SET EXERCISE: Reproduce every line of the entries below, requests included, and shift each coordinate in the answers by adding -82. Leave all numbers in the requests and their format samples unchanged.

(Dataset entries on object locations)
-- BEGIN --
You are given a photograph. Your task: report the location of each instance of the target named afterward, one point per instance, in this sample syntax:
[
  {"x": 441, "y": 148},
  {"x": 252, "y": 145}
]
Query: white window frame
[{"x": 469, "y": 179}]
-- END --
OUTPUT FOR THIS TASK:
You are given a photograph. Your task: report the location of each instance of the target named afterward, one point per instance, in this sample syntax:
[
  {"x": 441, "y": 148},
  {"x": 252, "y": 145}
]
Query: white window frame
[{"x": 387, "y": 97}]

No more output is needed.